─── INFORMATION SHOWN ───

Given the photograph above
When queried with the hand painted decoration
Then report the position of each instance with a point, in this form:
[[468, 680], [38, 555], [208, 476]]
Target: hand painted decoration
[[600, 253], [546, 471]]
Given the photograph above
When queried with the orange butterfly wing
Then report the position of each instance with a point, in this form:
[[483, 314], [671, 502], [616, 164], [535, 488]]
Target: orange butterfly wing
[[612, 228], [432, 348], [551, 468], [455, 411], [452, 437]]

───
─── INFORMATION SHOWN ───

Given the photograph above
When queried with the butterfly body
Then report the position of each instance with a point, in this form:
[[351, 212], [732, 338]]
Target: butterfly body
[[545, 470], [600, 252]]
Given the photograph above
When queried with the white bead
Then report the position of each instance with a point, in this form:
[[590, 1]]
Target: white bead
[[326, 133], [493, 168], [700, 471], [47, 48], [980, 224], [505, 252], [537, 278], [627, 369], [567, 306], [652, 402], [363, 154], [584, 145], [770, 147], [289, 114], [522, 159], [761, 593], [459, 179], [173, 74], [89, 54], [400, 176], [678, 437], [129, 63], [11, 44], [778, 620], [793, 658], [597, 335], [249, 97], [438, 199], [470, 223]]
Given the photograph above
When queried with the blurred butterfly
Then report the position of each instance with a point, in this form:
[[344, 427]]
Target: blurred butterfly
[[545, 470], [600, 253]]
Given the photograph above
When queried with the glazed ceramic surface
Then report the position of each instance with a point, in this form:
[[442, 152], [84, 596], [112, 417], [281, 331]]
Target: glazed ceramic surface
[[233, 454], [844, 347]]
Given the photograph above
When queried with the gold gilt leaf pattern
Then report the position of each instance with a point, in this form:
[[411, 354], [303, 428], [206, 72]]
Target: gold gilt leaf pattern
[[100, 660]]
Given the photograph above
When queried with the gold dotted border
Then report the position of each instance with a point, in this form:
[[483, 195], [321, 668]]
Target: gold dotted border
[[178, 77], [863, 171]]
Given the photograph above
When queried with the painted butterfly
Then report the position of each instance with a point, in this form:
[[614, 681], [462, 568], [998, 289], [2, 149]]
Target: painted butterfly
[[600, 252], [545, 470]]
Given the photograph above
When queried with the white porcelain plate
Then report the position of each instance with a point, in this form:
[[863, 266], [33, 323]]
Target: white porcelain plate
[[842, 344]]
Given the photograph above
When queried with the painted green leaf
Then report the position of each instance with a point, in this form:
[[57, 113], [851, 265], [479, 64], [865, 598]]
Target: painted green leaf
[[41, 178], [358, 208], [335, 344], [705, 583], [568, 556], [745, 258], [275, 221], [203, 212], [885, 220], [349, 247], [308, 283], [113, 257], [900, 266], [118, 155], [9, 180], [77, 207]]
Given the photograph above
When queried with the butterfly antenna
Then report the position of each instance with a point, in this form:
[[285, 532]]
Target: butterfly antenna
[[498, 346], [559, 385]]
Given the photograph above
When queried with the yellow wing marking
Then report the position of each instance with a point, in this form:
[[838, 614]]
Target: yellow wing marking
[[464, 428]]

───
─── INFORMATION SHOWN ───

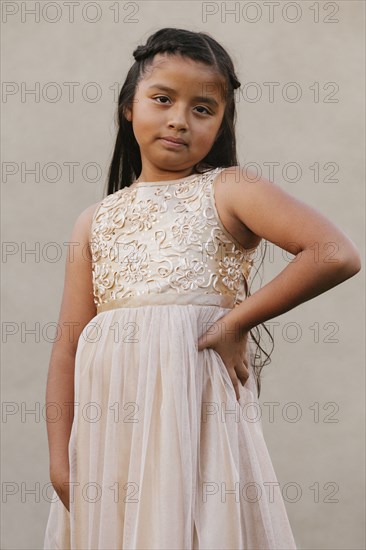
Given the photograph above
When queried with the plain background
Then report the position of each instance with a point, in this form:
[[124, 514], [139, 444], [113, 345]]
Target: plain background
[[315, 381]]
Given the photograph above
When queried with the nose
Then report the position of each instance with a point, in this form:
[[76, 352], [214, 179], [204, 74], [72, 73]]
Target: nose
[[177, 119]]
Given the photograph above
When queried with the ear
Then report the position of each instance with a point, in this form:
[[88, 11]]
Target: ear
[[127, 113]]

───

Show every line in the items above that contains the word "gold". Case counts.

[RESPONSE]
When queried with the gold gilt leaf pattern
Target: gold gilt leaf pattern
When queried with the gold dotted border
Target: gold dotted border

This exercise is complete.